Natural-language object grounding data
----------------

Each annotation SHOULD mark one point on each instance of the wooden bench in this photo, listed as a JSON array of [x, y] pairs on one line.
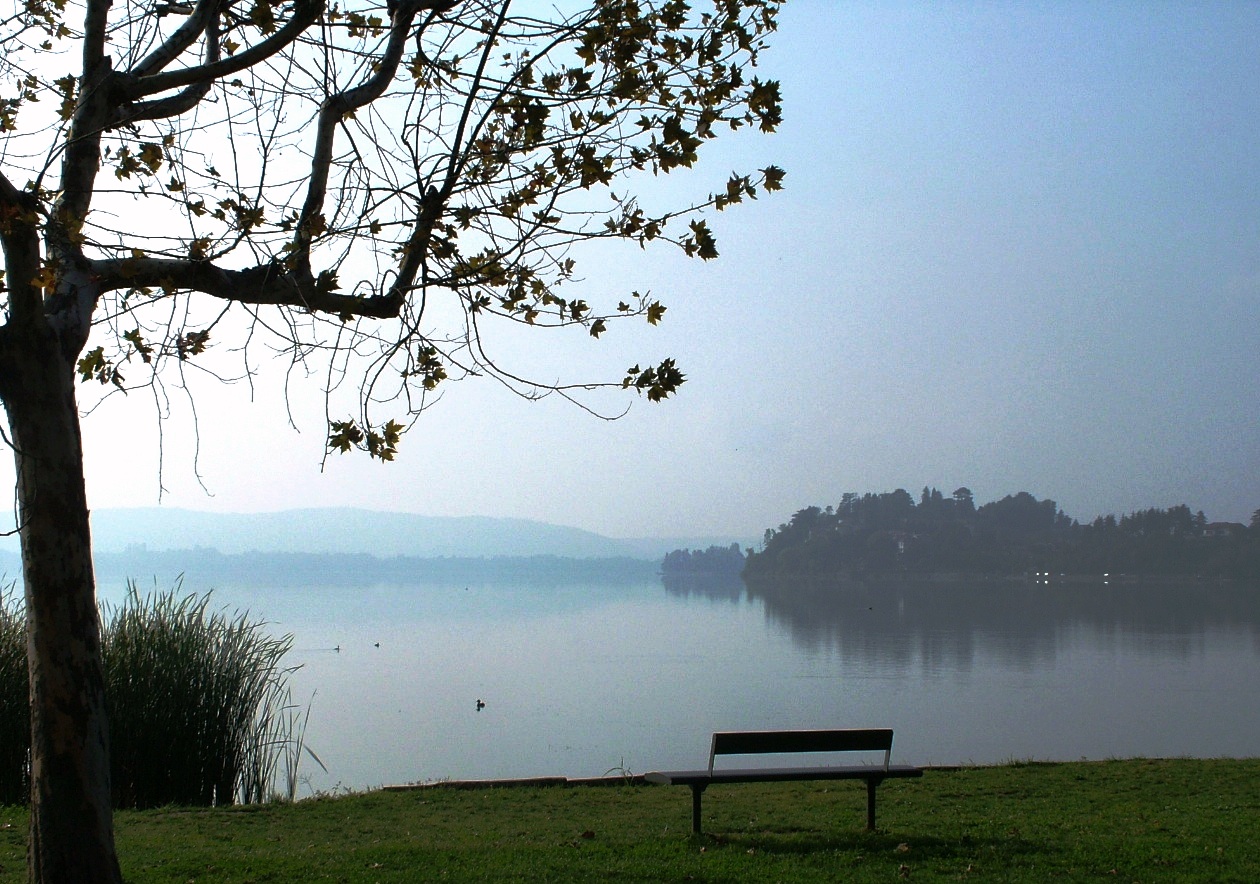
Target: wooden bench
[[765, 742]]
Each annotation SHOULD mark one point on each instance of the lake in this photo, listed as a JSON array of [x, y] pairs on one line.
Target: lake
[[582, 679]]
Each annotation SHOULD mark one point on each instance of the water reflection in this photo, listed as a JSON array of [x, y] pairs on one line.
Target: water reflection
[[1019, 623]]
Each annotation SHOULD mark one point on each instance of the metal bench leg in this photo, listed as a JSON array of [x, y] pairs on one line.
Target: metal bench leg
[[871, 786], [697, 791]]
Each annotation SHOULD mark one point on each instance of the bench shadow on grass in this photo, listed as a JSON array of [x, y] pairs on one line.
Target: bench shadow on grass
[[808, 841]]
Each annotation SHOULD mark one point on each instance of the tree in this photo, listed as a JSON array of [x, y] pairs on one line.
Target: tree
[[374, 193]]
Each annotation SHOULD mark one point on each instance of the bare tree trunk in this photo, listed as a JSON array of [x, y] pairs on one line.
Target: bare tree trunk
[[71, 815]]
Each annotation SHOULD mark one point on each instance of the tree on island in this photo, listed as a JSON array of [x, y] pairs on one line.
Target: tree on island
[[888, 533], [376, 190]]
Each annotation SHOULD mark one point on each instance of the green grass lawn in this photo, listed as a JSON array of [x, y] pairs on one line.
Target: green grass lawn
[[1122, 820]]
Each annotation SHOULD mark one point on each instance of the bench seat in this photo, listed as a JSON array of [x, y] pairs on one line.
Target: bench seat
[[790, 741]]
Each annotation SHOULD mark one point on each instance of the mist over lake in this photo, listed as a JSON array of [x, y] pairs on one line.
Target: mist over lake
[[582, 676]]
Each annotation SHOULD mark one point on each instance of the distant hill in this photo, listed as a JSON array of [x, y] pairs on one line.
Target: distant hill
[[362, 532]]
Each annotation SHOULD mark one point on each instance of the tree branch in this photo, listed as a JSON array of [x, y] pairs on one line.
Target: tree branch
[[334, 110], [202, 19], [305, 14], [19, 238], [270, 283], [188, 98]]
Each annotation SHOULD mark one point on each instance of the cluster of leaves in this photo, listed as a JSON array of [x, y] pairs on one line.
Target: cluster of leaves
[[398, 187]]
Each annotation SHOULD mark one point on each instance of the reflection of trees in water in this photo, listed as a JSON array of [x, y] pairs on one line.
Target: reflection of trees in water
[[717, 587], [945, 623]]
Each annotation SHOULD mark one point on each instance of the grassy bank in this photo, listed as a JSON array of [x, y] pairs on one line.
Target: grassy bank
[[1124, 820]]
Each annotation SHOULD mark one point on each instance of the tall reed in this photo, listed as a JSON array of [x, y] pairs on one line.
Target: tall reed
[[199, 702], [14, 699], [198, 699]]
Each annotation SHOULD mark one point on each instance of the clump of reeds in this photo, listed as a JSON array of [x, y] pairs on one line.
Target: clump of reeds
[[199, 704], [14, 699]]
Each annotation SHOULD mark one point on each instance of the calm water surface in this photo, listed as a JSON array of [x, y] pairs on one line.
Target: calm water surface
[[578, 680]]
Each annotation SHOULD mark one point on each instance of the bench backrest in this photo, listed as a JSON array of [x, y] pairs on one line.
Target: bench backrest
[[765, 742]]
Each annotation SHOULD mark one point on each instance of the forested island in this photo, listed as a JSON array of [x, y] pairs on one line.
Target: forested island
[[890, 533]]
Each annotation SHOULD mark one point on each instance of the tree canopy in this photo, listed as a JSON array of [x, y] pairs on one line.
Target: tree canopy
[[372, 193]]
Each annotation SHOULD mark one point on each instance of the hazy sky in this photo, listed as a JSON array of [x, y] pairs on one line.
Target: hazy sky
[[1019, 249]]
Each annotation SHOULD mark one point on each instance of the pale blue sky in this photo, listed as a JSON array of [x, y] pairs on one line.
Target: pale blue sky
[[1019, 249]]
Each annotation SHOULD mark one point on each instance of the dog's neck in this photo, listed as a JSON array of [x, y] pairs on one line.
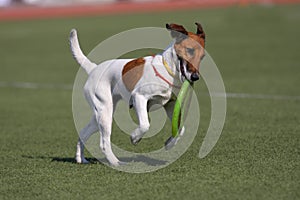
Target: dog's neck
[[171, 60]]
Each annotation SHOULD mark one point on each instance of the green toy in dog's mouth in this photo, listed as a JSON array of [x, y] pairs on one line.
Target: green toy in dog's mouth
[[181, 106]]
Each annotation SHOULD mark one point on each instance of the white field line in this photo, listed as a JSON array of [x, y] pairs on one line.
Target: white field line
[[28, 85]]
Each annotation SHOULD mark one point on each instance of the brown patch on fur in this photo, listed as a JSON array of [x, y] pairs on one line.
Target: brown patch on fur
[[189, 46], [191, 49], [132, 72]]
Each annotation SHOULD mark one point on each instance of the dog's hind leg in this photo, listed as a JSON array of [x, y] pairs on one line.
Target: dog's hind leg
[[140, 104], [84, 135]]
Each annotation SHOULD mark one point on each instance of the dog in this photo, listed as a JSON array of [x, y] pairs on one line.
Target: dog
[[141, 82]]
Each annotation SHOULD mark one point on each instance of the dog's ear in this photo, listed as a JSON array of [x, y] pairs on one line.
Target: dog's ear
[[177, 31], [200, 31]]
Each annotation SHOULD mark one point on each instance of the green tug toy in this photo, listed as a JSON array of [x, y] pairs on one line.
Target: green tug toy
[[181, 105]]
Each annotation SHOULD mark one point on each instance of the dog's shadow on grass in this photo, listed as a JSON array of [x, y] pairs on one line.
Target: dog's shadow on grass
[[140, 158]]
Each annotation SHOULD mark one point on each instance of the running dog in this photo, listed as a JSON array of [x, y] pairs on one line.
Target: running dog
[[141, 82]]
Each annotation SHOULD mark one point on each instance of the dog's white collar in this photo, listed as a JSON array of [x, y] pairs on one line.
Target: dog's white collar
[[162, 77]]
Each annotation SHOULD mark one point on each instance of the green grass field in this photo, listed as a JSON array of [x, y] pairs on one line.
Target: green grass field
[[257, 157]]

----------------

Exercise details:
Up to and including the last line of the data, copy each line exactly, starting with the line that contains "the dog's shadow".

Output for this exercise:
Each annotation SHOULD mark one point on each instance of the dog's shadow on grass in this photo, listed as a JSON array of [x, y] pairs on one line.
Target: dog's shadow on grass
[[140, 158]]
Each annotation SHOULD mark one point on each instance of the running dog in this photo, listed as a JSON array of [x, y] pairs on one line.
Target: running dog
[[141, 82]]
Each annotation SHOULD mark one point on each instance of the dog's white collar in this photo, listed as a JSON array of [x, y] pairs on one line.
Target: dog's white collar
[[162, 77]]
Each annotation SHOULD mark one point on each instance of the green grass field in this photo, listed as a JSON array of [x, y] pairs on one line.
Target: green grass field
[[257, 157]]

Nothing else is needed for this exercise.